- AIM OF THE EXERCISE: Copy out each line in the records below that contains the word "elderly", treating uppercase and lowercase as different.

= = =

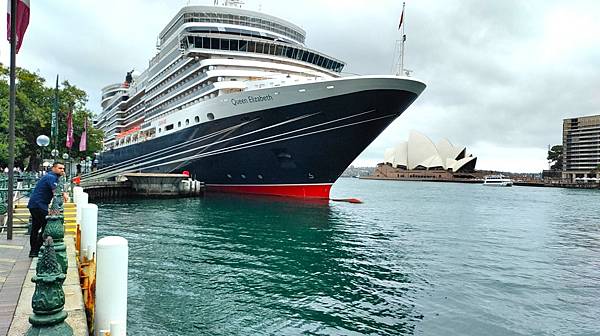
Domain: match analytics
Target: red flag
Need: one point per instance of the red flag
(21, 21)
(69, 143)
(83, 141)
(401, 18)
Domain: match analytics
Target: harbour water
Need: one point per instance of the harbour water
(414, 258)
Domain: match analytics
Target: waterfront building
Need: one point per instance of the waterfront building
(420, 153)
(581, 147)
(421, 159)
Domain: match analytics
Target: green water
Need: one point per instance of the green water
(415, 258)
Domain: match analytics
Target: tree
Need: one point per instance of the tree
(555, 157)
(33, 112)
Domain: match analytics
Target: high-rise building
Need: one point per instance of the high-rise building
(581, 147)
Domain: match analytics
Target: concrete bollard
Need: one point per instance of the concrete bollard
(82, 199)
(111, 285)
(76, 192)
(89, 230)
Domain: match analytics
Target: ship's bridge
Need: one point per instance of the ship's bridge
(234, 19)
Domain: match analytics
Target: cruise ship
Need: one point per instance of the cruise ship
(236, 98)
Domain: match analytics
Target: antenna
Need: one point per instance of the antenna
(401, 60)
(233, 3)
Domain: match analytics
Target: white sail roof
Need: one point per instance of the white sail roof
(420, 152)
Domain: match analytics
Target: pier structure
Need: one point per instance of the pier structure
(144, 184)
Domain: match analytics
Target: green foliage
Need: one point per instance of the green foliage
(555, 157)
(33, 113)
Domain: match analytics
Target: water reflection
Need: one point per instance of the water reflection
(237, 265)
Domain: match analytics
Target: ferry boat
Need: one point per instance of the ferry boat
(497, 181)
(238, 100)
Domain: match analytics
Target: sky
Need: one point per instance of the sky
(501, 75)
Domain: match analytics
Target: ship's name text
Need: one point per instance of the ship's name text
(251, 99)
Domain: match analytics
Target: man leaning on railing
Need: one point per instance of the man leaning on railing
(38, 205)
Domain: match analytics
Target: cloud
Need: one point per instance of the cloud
(501, 75)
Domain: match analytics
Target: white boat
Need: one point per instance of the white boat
(497, 181)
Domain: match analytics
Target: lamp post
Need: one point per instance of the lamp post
(42, 141)
(54, 153)
(68, 170)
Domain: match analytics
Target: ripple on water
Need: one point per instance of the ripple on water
(486, 261)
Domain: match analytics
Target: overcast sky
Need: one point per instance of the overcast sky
(501, 75)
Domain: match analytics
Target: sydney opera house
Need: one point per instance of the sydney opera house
(419, 157)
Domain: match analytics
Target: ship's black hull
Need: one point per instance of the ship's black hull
(295, 150)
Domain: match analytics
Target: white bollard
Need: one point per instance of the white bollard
(116, 328)
(89, 229)
(82, 200)
(76, 192)
(111, 285)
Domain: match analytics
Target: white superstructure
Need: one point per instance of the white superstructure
(204, 53)
(497, 181)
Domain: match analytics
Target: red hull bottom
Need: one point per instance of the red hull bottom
(318, 191)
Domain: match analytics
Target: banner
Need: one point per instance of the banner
(21, 21)
(69, 143)
(54, 124)
(83, 141)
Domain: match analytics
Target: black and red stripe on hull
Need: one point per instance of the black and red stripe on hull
(295, 150)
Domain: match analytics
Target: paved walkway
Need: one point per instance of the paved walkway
(14, 264)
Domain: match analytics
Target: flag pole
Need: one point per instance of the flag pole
(11, 118)
(403, 40)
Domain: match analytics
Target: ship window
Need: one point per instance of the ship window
(214, 43)
(305, 57)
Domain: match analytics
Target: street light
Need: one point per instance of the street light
(42, 141)
(68, 172)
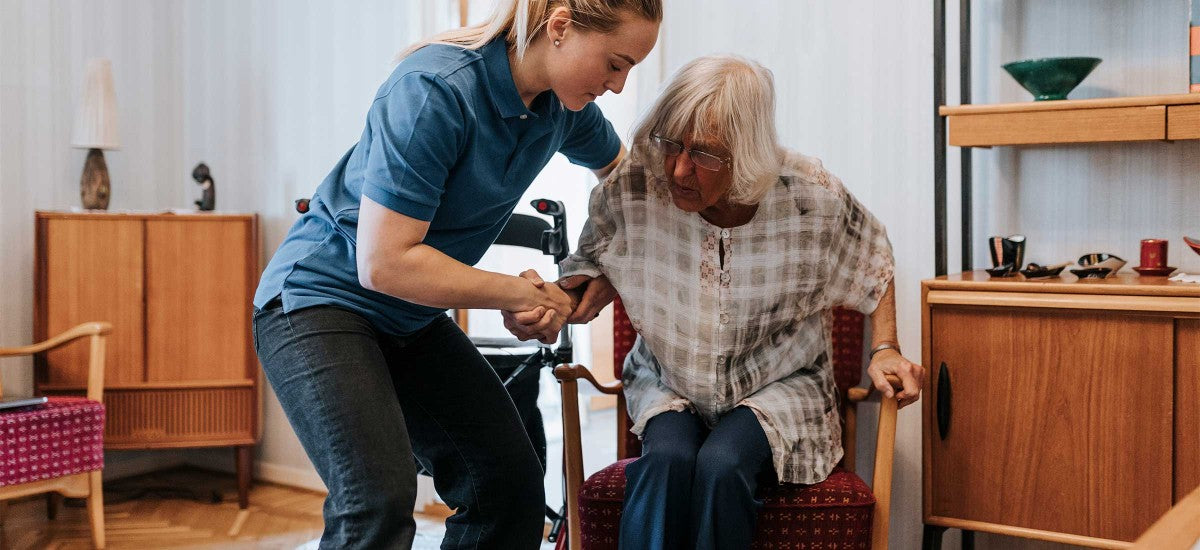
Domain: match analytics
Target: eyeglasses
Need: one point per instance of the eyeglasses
(701, 159)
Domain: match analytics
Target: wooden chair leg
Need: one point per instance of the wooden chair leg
(245, 464)
(96, 508)
(52, 504)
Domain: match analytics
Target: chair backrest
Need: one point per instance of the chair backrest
(847, 353)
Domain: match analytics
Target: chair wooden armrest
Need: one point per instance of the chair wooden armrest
(1176, 530)
(885, 448)
(568, 377)
(97, 330)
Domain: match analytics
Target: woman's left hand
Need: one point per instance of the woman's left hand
(912, 376)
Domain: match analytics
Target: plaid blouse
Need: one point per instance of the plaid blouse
(753, 330)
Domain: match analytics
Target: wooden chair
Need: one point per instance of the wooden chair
(840, 512)
(60, 446)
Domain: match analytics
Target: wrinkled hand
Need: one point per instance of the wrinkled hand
(544, 321)
(597, 293)
(912, 376)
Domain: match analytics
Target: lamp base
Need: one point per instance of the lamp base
(94, 186)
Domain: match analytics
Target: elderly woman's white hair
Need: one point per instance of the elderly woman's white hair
(729, 99)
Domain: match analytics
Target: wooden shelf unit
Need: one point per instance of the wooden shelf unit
(1053, 484)
(1044, 123)
(1072, 407)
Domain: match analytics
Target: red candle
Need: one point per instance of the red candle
(1153, 252)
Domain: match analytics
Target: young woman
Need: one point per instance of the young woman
(349, 320)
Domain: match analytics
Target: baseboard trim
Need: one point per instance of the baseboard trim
(303, 478)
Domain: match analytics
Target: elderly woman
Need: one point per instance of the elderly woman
(729, 253)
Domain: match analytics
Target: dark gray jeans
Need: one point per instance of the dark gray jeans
(363, 404)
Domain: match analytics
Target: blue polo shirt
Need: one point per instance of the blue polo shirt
(448, 141)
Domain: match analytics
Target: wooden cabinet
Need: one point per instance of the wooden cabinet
(1066, 410)
(180, 366)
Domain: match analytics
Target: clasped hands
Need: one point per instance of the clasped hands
(574, 299)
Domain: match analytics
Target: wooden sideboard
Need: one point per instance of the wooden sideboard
(180, 368)
(1060, 410)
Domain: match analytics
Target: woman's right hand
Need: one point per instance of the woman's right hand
(549, 308)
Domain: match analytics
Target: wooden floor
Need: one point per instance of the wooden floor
(277, 518)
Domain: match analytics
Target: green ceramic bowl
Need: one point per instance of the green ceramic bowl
(1051, 78)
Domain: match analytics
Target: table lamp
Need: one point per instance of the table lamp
(96, 130)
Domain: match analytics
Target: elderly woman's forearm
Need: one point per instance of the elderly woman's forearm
(883, 318)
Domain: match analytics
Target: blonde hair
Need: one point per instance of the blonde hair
(730, 99)
(520, 21)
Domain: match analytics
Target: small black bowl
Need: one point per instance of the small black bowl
(1092, 273)
(1039, 271)
(1005, 270)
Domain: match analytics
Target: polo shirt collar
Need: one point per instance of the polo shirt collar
(503, 90)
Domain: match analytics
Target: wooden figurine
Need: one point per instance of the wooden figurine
(94, 186)
(208, 187)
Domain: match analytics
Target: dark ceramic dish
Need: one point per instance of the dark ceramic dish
(1092, 273)
(1041, 271)
(1005, 270)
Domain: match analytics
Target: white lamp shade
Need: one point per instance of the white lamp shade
(96, 118)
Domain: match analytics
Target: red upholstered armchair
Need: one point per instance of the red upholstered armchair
(839, 513)
(59, 446)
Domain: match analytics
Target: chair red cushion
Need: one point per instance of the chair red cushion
(833, 514)
(63, 437)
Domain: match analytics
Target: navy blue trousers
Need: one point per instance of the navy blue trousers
(694, 488)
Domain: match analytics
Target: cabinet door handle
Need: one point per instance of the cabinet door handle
(943, 401)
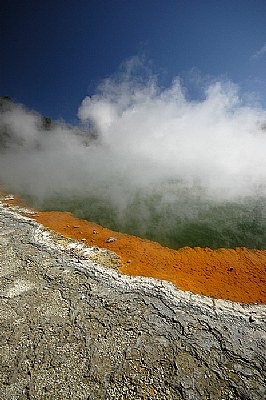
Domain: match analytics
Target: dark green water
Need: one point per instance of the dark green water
(174, 221)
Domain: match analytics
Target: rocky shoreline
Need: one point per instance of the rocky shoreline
(73, 327)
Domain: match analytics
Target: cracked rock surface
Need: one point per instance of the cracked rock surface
(72, 327)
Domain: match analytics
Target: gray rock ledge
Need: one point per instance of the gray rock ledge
(72, 327)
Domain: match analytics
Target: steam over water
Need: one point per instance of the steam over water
(147, 161)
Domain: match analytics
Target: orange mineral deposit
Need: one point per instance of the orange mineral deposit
(233, 274)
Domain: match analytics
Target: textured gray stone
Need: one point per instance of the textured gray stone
(72, 327)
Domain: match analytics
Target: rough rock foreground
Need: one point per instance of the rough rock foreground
(72, 327)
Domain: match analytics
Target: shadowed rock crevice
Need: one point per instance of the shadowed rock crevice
(73, 327)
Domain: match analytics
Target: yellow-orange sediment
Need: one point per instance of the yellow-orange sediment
(234, 274)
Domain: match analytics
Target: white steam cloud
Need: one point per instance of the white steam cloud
(137, 136)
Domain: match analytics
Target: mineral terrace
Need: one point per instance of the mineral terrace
(73, 327)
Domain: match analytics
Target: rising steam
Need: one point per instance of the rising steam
(150, 156)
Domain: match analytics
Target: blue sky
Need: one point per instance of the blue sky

= = =

- WRITTEN RESPONSE:
Target: elderly woman's white hair
Need: one point per instance of the elderly woman's white hair
Target: elderly woman
Need: one point per instance of the elderly woman
Target: elderly woman's forearm
Need: one point per instance of the elderly woman's forearm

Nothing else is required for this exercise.